# [TEXTE FOURNI]
----

Les choses sont plus compliquées au XXe siècle. Au "petit siècle", les liaisons dangereuses entre l'art et le pouvoir ont écrasé l'art dans une étreinte fatale. Les totalitarismes – le fascisme en Italie, le nazisme en Allemagne et le stalinisme en Russie – ont développé une politique culturelle qui non seulement imposait des limites à la liberté d'expression, mais prescrivait également un canon esthétique que les artistes devaient suivre. Le cas tragique de Chostakovitch et de Prokofiev en Russie, qui ont été contraints de composer des œuvres de célébration au nom du "réalisme socialiste", et menacés par le régime si leurs œuvres n'étaient pas appréciées : Lady Macbeth du district de Mzensk (1936) de Chostakovitch est un chef‑d'œuvre du théâtre musical du XXe siècle, mais a attiré un article de la Pravda qui équivalait à une condamnation claire ("Le chaos au lieu de la musique") et une menace pour sa vie même. Le cas des artistes allemands pendant le nazisme a également été terrible. Seuls quelques-uns n'acceptent pas de se plier au régime hitlérien et émigrent à l'étranger : Erich Kleiber (le père de Carlos), Thomas Mann, Arnold Schönberg, Theodor W. Adorno, Bertolt Brecht, Kurt Weill, Fritz Lang et d'autres, artistes de théâtre, intellectuels, philosophes et musiciens ; beaucoup d'autres choisissent la voie plus confortable de l'"émigration interne", c'est-à-dire qu'ils se retirent dans leur espace privé sans collaborer avec le régime mais sans s'y opposer. Les cas de Richard Strauss, tranquillement enfermé à composer dans sa villa de Garmisch et convaincu que sa célébrité le protégerait des appétits nazis, et de grands compositeurs comme Hans Pfitzner et Carl Orff ou de grands chefs d'orchestre comme Herbert von Karajan et Wilhelm Furtwängler, qui se sont rangés de manière plus ou moins convaincante du côté des nazis, font encore débat. Klaus Mann, le fils de Thomas, fait l'apologie tragique du sort qui attend l'artiste lorsqu'il vend son âme au diable, c'est-à-dire au pouvoir, dans son beau roman Mephisto, dont István Szabó a tiré un film en 1981 avec Klaus Maria Brandauer dans le rôle-titre.

----

# [EXERCICE ÉCRIT A]
Relevez, dans le texte sur l'art et les totalitarismes, toutes les personnes citées nommément parmi celles qui ont refusé de se plier au régime hitlérien et ont émigré à l'étranger.
# [EXERCICE ÉCRIT B]
D'après le texte sur l'art et les totalitarismes, pourquoi Richard Strauss restait-il tranquillement enfermé à composer dans sa villa de Garmisch ?
# [EXERCICE ÉCRIT C]
Prolongez le texte sur l'art et les totalitarismes au XXe siècle à partir de sa dernière phrase.

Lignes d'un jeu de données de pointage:
----

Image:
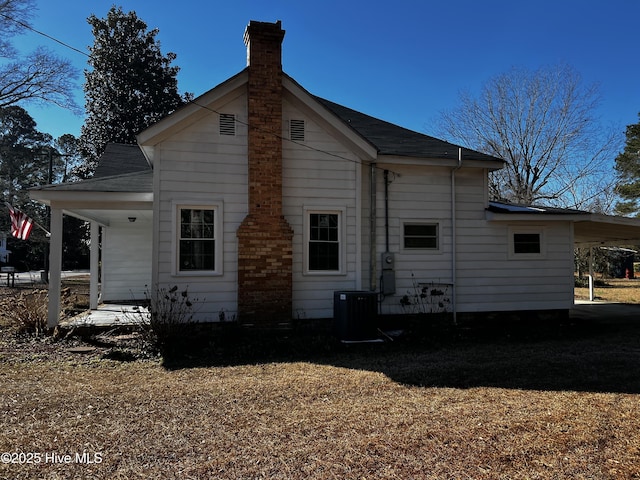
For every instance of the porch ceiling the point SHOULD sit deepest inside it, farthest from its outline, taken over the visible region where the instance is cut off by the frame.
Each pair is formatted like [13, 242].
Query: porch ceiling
[108, 217]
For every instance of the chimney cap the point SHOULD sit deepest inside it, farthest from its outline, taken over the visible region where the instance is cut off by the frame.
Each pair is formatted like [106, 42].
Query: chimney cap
[263, 29]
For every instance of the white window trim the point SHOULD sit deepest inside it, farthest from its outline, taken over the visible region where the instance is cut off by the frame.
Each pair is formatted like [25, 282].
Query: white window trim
[540, 230]
[218, 216]
[421, 221]
[342, 235]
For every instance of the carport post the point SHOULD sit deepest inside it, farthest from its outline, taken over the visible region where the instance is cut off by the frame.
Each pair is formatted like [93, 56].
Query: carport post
[591, 293]
[94, 265]
[55, 267]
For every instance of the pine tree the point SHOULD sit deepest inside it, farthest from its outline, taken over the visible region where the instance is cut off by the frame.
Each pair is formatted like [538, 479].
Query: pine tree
[628, 172]
[130, 85]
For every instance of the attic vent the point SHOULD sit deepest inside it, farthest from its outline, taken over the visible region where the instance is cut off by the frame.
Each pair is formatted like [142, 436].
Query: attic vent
[296, 130]
[227, 124]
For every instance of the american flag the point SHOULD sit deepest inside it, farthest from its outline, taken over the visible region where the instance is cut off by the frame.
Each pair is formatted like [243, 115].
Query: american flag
[21, 224]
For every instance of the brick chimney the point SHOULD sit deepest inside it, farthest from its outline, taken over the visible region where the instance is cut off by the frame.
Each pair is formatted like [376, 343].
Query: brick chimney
[264, 237]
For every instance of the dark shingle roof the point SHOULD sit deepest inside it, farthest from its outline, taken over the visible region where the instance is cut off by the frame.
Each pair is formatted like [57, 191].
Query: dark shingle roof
[119, 159]
[391, 139]
[504, 207]
[136, 182]
[121, 168]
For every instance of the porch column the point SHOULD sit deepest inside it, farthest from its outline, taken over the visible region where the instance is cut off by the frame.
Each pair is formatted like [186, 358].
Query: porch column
[591, 292]
[55, 267]
[94, 266]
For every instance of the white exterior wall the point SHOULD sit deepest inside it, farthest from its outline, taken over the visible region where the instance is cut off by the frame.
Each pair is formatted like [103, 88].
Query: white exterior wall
[126, 272]
[315, 179]
[487, 278]
[200, 166]
[415, 194]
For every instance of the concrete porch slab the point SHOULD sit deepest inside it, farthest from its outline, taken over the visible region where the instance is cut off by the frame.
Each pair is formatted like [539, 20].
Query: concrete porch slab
[109, 315]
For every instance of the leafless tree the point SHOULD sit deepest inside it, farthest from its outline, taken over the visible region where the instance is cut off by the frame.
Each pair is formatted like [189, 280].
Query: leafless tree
[39, 76]
[543, 124]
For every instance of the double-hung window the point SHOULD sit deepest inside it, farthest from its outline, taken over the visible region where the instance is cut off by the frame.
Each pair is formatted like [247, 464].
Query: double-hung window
[198, 248]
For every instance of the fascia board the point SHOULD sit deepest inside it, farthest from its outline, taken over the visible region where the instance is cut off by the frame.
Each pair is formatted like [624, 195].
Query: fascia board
[101, 200]
[534, 217]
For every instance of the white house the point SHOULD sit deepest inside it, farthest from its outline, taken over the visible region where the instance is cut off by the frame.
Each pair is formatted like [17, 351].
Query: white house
[4, 253]
[264, 200]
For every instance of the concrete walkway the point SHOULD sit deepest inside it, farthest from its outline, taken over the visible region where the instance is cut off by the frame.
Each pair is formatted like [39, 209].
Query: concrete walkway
[109, 315]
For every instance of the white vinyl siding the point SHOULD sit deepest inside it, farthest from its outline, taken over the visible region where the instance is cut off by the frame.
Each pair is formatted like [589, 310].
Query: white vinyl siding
[198, 166]
[489, 276]
[126, 260]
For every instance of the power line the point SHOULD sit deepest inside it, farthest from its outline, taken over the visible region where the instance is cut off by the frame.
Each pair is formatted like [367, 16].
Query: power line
[28, 27]
[280, 137]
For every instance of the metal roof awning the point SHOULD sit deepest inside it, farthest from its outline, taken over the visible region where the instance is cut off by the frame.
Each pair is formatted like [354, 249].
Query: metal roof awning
[589, 229]
[601, 229]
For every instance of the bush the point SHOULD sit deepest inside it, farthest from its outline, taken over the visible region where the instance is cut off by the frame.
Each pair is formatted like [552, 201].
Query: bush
[167, 327]
[28, 310]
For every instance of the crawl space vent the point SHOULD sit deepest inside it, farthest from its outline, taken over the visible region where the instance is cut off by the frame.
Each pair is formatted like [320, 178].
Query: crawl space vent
[227, 124]
[296, 130]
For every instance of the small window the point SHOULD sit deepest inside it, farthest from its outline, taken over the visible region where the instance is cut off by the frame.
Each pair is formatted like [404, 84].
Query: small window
[296, 130]
[197, 240]
[227, 124]
[421, 236]
[526, 243]
[324, 242]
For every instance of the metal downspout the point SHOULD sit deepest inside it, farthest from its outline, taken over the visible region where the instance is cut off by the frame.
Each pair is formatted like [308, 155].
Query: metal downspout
[372, 229]
[454, 238]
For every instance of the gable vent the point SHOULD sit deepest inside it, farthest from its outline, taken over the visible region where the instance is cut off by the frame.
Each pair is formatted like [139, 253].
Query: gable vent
[296, 130]
[227, 124]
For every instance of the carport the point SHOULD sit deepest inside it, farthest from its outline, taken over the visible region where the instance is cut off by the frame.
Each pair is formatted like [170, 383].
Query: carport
[589, 229]
[598, 230]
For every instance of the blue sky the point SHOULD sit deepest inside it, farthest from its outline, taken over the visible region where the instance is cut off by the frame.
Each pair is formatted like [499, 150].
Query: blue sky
[403, 61]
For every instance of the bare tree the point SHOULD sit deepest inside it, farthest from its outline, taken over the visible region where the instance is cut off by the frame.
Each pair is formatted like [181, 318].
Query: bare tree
[543, 124]
[40, 76]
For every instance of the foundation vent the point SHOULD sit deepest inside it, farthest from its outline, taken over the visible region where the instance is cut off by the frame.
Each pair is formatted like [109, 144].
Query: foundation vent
[227, 124]
[296, 130]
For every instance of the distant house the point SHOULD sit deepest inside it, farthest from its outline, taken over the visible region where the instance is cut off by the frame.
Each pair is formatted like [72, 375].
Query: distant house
[264, 200]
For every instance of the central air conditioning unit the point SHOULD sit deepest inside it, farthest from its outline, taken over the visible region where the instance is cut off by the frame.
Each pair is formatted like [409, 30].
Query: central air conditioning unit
[355, 315]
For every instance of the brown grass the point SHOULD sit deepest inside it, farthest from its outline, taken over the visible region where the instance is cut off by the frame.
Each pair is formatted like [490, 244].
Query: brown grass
[553, 402]
[561, 406]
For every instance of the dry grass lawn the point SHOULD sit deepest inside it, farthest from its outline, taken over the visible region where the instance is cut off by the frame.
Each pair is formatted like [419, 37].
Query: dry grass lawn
[560, 402]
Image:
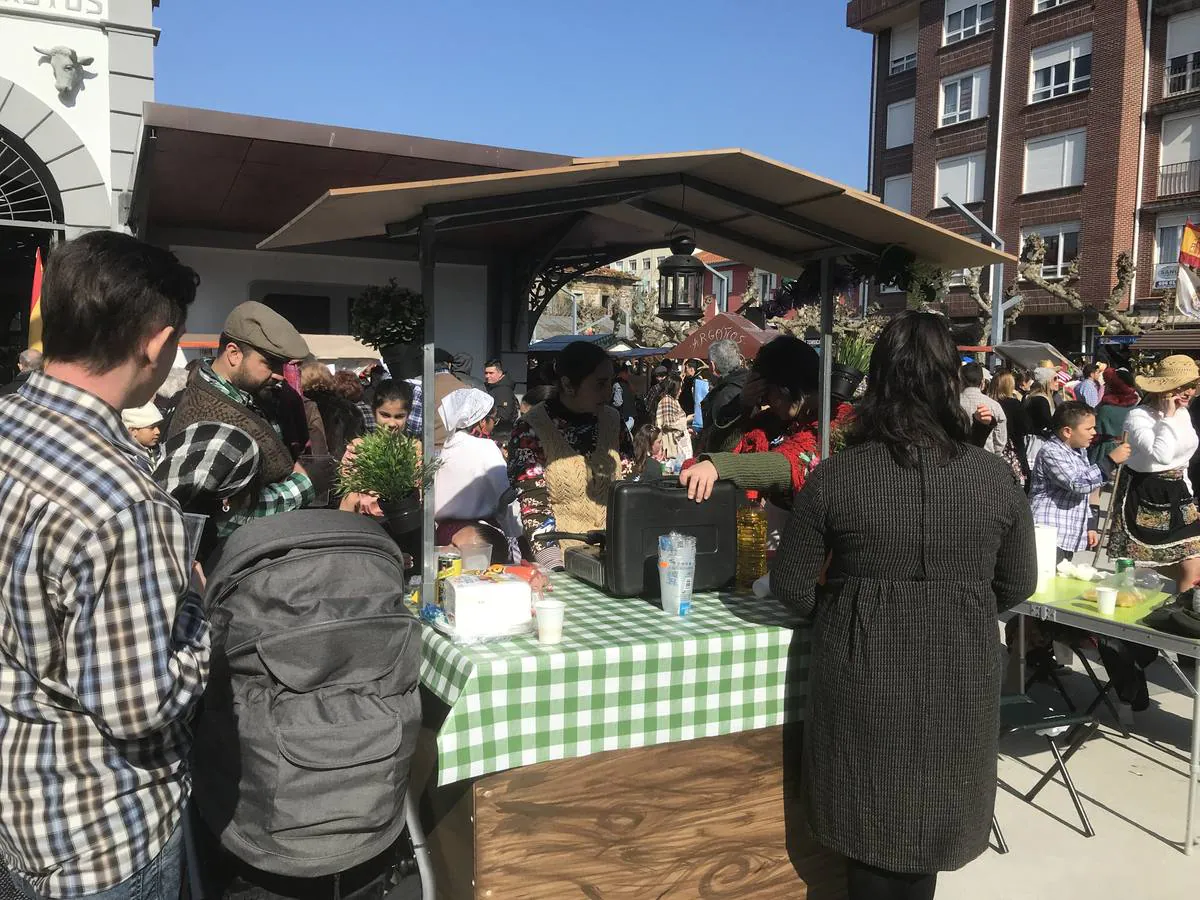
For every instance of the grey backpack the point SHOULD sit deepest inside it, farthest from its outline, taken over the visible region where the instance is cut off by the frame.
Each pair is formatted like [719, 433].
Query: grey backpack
[309, 725]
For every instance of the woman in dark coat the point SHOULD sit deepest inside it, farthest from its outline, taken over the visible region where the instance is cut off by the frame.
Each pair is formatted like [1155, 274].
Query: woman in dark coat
[925, 539]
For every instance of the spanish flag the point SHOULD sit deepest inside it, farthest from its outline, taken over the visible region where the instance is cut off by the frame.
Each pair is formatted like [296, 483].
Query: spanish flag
[35, 306]
[1187, 286]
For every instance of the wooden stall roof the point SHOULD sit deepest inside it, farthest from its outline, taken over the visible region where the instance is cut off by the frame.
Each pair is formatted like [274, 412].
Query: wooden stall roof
[726, 327]
[1185, 339]
[736, 203]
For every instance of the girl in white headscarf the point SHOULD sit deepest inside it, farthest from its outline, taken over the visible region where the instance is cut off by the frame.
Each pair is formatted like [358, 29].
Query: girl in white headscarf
[472, 483]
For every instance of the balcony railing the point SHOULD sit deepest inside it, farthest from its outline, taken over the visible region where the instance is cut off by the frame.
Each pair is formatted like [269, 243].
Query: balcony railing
[1182, 75]
[1179, 178]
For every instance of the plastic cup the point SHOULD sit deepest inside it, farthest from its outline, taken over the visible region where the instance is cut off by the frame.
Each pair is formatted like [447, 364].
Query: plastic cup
[550, 621]
[477, 557]
[676, 580]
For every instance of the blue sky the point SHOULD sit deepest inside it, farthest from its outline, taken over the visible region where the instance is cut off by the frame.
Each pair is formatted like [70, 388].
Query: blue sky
[781, 77]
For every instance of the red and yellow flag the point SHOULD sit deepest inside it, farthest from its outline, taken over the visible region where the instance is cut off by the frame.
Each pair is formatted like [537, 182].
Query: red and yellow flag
[35, 306]
[1187, 286]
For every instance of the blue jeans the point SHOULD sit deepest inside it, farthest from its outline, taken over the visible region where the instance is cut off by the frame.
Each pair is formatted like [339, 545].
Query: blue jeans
[160, 880]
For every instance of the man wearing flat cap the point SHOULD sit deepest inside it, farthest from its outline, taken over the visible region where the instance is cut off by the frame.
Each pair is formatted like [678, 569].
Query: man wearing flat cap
[256, 343]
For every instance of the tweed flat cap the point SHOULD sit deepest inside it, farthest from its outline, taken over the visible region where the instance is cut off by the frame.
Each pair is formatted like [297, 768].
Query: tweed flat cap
[265, 330]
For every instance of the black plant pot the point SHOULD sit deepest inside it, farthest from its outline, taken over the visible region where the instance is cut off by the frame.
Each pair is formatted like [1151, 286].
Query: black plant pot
[844, 382]
[403, 360]
[402, 517]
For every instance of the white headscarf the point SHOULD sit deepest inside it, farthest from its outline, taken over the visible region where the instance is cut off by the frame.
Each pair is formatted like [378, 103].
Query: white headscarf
[465, 407]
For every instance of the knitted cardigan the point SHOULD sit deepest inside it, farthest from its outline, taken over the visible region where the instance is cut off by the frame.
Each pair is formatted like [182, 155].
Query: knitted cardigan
[579, 485]
[204, 403]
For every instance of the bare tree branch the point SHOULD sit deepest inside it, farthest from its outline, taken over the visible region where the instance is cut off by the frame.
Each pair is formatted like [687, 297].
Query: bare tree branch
[1113, 319]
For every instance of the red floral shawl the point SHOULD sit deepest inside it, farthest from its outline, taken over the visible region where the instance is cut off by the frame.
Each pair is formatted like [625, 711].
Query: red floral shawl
[799, 441]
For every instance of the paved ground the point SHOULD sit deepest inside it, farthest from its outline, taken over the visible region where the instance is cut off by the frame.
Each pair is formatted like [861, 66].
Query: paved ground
[1135, 793]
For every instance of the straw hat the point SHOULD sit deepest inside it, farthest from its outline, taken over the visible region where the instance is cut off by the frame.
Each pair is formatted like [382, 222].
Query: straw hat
[1170, 373]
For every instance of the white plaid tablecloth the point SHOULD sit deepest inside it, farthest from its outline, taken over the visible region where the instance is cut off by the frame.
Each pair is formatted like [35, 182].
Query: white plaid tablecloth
[625, 676]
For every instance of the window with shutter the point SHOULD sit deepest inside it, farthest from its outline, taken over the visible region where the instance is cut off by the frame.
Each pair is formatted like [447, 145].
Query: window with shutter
[1182, 73]
[967, 18]
[1062, 247]
[900, 119]
[1061, 69]
[903, 48]
[965, 96]
[898, 192]
[961, 178]
[1055, 161]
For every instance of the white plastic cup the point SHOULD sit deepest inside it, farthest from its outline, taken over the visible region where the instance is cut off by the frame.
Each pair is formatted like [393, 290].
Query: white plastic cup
[475, 558]
[669, 587]
[550, 621]
[1107, 600]
[676, 580]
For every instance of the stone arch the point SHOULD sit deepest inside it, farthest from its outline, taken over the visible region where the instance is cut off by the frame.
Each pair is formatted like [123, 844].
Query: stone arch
[58, 150]
[28, 192]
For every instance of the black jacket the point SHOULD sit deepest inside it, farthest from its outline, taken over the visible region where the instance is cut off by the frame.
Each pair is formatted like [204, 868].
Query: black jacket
[723, 407]
[505, 399]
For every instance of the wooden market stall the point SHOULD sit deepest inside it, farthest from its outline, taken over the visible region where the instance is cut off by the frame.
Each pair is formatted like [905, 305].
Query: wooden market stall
[622, 763]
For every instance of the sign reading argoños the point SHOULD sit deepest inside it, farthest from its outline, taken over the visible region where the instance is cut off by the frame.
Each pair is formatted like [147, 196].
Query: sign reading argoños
[93, 10]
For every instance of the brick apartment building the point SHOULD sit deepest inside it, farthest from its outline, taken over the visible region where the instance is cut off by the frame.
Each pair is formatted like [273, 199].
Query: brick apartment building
[1001, 106]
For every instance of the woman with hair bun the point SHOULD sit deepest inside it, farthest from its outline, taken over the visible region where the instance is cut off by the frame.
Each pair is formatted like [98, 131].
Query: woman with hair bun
[904, 591]
[567, 453]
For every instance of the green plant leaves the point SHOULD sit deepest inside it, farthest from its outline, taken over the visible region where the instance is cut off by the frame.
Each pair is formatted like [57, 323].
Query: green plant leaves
[387, 315]
[387, 463]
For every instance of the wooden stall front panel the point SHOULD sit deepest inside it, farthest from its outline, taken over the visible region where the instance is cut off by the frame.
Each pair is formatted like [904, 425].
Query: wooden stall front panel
[703, 819]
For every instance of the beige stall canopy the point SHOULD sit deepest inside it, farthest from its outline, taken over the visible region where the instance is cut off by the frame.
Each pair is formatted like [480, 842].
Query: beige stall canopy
[736, 203]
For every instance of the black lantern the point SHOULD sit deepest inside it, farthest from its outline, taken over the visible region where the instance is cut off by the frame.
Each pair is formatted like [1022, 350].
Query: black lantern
[682, 283]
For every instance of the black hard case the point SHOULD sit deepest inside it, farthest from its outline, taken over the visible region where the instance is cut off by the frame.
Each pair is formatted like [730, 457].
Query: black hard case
[640, 511]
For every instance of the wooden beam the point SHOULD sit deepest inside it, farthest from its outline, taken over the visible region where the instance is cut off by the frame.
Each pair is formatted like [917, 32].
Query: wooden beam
[759, 207]
[715, 228]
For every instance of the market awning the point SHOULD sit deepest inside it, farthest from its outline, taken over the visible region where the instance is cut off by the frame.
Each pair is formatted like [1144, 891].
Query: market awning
[559, 342]
[1187, 339]
[736, 203]
[1030, 354]
[726, 327]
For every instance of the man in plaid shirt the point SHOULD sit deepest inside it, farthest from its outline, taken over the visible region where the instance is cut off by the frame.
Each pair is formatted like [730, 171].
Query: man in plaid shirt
[103, 645]
[1063, 478]
[256, 343]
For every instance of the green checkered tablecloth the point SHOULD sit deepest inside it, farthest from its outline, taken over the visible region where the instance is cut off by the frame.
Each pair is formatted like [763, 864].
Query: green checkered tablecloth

----

# [RÉPONSE A]
Erich Kleiber, Thomas Mann, Arnold Schönberg, Theodor W. Adorno, Bertolt Brecht, Kurt Weill, Fritz Lang.

# [RÉPONSE B]
Il était convaincu que sa célébrité le protégerait des appétits nazis.

# [RÉPONSE C]
Les démocraties nées après la guerre, précisément pour éviter que l'art ne soit à nouveau soumis au pouvoir, ont développé un système de soutien et de subventions de l'État qui s'est ramifié en un réseau d'institutions où le mécène et le destinataire de l'art, le bénéficiaire de ses créations, devenait la communauté dans son ensemble. Malheureusement, cet effort n'a pas réussi, comme le montre très bien le livre de Pecqueur, à faire apprécier cette liberté aux artistes au point de les faire renoncer à se soumettre au pouvoir.
La différence, par rapport au passé, n'est pas tant ce que l'individu est prêt à faire – le livre montre la volonté de puissance des artistes sous tous les cieux – mais l'échelle des intérêts politiques en jeu, l'ampleur du pouvoir servi, qui pour la première fois est mondial. En fait, il ne s'agit plus de l'habituelle synergie "art et politique", comme au temps de Machiavel, mais de celle, plus inquiétante, "art et géopolitique" : "Cet atlas chemine ainsi à travers les continents pour décrypter cette nouvelle donne géopolitique. Au fil des pages qui vont suivre, nous montrons ainsi que les nouvelles routes commerciales de la Soie sont aussi un mégaprojet culturel, que la construction de musées enflamme les rivalités entre les pétromonarchies du Golfe, que les pays du groupe de Visegrád ((alliance politique et culturelle entre la Pologne, la Hongrie, la République tchèque et la Slovaquie)) développent leur nationalisme par le biais des arts".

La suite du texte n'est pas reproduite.